*Activities*.
1. Using the text on the US government, answer each question on its own line:
(a) How many justices sit on the Supreme Court?
(b) How long is one presidential term?
(c) How many senators does each state send to Congress?
2. From the text on the US government, explain why the United States is described as a federal republic.
3. Carry the text on the US government forward from its final sentence.

*Text section*.
####

The Constitution of the Uni­ted States, written more than 200 years ago, established the US as a federal republic. Fede­ral means that power is shared between a national government and the state governments, and in a republic, the people vote for leaders to represent them and to guard their rights.

The writers of the US Constitution separated the federal govern­ment’s power among three branches — the executive, the legislative, and the judicial.

The executive branch is headed by the President and includes executive departments and independent agencies. As chief executive, the President enforces federal laws, commands the armed forces, and conducts foreign affairs. The people elect the President to a four-year term through the electoral college, but no President can serve more than two terms.

The legislative branch is repre­sented by the Congress, which is made up of two houses — the House of Representatives and the Senate. It also includes various agencies. The legislative branch makes the laws of the nation. Its powers include raising money through taxes, regulating trade between states, and declaring war.

The number of representatives each state sends to the House of Representatives depends on the population of the state. Howe­ver, regardless of its size or population, each state sends just two senators to Congress.

The judicial branch of the United States is a system of courts. The highest court in the land is the Supreme Court of the United States. The nine justices of the Supreme Court interpret the Constitution and hear cases that involve federal laws.

####

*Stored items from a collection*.
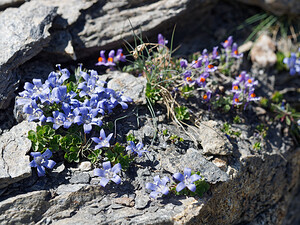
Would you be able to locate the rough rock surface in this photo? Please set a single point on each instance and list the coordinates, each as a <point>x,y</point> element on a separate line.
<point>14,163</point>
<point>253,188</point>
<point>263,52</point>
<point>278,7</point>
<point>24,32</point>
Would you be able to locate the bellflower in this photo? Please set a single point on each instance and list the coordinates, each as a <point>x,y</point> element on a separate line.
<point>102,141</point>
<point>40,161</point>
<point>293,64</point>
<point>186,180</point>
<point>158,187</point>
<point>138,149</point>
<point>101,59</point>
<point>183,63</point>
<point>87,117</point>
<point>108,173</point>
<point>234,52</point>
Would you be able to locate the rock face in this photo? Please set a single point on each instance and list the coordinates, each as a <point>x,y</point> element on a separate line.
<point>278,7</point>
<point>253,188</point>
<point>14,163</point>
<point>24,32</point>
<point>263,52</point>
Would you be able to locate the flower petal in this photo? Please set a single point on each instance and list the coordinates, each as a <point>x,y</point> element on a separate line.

####

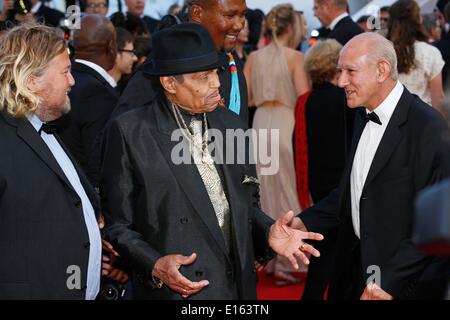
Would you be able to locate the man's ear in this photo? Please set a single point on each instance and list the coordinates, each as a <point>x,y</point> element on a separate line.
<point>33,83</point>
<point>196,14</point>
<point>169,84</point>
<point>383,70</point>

####

*Task-by-task outputs*.
1.
(a) Nine.
(b) Four years.
(c) Two.

2. It is federal because power is shared between a national government and the state governments. It is a republic because the people vote for leaders to represent them and to guard their rights.

3.
In addition to these specific powers, each branch of government has powers that check or balance the powers of the other two branches. For example, the President can veto bills from Congress and appoint the justices of the Supreme Court. Congress can override presidential vetoes and organize the federal courts. And the Supreme Court can declare executive orders and laws unconstitutional. This system of checks and balances prevents any branch from becoming too powerful.

Each of the 50 states can exercise powers given to the states — or not denied them-by the Constitution. Each state has its own constitution, with an executive branch (headed by a governor), a legislative branch (headed by a state legislature), and a judicial branch (headed by a state supreme court).

Some of the powers exer­cised by the states include the maintenance of law and order, administration of health and welfare services, and the regu­lation of business. The states also have the major responsibility for public education.

Government plays a major role in the US economy. Fede­ral, state, and local governments employ about a fifth of all workers and buy a fifth of all the goods and services produces in the US. The federal government spends part of its budget on social security benefits for Ame­rican people, and both federal and state govern­ments provide medical and welfare aid for the elderly and for the needy.